▸ Page text
The legislation has stalled, and with the pending challenge in the court filed by Jose Granda, Thomas Randall and Janet Zwahlen, the district on Thursday decided to be proactive and alter the portion of the parcel tax impacted by the court ruling.

On Thursday, following a public hearing on the matter, the school board took action to ensure that all parcels of taxable real property will be assessed a uniform rate of $204 per parcel in accordance with Borikas.  Exemptions for seniors and the disabled remain unaffected.

Measure E was passed by voters on November 6, 2012, by a 69-31 margin and would have charged local single-family homes and multi-unit dwellings at different tax rates.  Measure E was a parcel tax designed to offset the continued loss of state funding and maintain the educational programs at a level Davis citizens have come to expect.

Following the passage of Measure E, on March 6, 2013, the California Court of Appeals issued a published decision in the case of Borikas v. Alameda Unified School District, holding that parcel taxes had to be assessed at a uniform rate for all types of parcels.  On June 12, 2013, the California Supreme Court denied review of Borikas, thereby making the Borikas decision final.

▸ What this exercise asks
- A) For each statement below, decide whether it agrees with the Measure E passage, answering yes or no and quoting the deciding words: (i) Measure E passed by a 69-31 margin; (ii) the school board's action removed the exemptions for seniors; (iii) the California Supreme Court granted review of Borikas.
- B) Using the Measure E passage, answer the following questions:
(i) What uniform rate per parcel will be assessed?
(ii) On what date did voters pass Measure E?
(iii) On what date did the California Court of Appeals issue its decision in Borikas?
- C) Carry on the Measure E passage, beginning after its final sentence.

▸ Dataset content
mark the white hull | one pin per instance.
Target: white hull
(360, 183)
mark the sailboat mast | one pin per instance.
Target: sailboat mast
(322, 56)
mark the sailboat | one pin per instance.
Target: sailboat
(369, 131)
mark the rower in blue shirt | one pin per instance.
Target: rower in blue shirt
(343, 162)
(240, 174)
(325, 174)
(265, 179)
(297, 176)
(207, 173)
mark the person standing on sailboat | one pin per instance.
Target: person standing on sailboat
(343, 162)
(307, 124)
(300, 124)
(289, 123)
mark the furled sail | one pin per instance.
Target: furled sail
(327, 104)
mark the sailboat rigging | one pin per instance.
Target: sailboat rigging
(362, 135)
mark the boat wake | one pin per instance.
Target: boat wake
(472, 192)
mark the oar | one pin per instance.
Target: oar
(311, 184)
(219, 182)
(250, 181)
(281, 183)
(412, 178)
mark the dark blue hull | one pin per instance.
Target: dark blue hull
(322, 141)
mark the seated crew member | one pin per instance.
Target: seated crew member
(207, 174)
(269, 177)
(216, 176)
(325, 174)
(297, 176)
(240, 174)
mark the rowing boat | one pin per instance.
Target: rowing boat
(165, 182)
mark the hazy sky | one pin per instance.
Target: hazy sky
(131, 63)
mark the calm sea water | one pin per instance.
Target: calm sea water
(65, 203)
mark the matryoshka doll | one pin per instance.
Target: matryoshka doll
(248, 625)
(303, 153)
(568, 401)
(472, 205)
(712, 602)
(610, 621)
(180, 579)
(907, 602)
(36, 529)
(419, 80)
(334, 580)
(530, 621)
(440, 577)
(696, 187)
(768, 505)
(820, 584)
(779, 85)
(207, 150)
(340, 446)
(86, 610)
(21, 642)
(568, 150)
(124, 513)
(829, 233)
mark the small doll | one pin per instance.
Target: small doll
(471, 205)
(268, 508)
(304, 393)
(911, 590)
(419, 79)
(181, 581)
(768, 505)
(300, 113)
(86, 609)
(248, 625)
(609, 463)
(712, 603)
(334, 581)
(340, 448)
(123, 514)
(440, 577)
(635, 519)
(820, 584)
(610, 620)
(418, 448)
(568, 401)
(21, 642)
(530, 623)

▸ Results by task
- A)
(i) Yes: "by a 69-31 margin"
(ii) No: "Exemptions for seniors and the disabled remain unaffected."
(iii) No: "the California Supreme Court denied review of Borikas"

- B)
(i) $204 per parcel
(ii) November 6, 2012
(iii) March 6, 2013

- C)
According to a statement from Superintendent Roberson on Friday, “The District desires to implement Measure E in accordance with the intent of the voters and consistent with current legal requirements.  As a result, the District has decided to implement Measure E in a way that is consistent with Borikas by levying one uniform rate for all parcels of taxable real property.”

“The District is being proactive in implementing Measure E in accordance with the intent of the Davis school district voters and the recent legal requirements imposed by the Borikas decision,” board President Sheila Allen told the Vanguard on Friday.

Jose Granda, one of the plaintiffs in the lawsuit, acknowledged in a press release on Friday that the decision by the board has an impact on the lawsuit that seeks to invalidate Measure E.

Speaking at the board meeting on Thursday Mr. Granda stated, “What you are planning to do today in changing the wording of the ballot that Davis voters approved is the same as trying to change the score after a football game. The mere fact that you are holding a hearing to change the ballot language is recognition that Measure E as it stands has been lost.  At some point you should come to terms that you have lost Measure E as it stands.”

“I am here to give a voice to the 9,267 Davis voters that voted against Measure E.  Do you realize that by changing the ballot language after the election, you are attempting to tamper with the evidence in a case before a court of law in Yolo County?  You have no authority to do this,” Mr. Granda continued.

Mr. Granda argued, “If the Board, without an election, unilaterally imposes a tax at the $204 rate on all parcels, what they would be doing is to increase the taxes for parcels with less than eleven units and they will be giving tax exemptions to parcels with more than 11 apartments.  There are parcels with dozens of apartment and they will receive a tax exemption.  Apartment buildings with dozens of apartments will pay the same as single family homes.   This is something the voters never approved.”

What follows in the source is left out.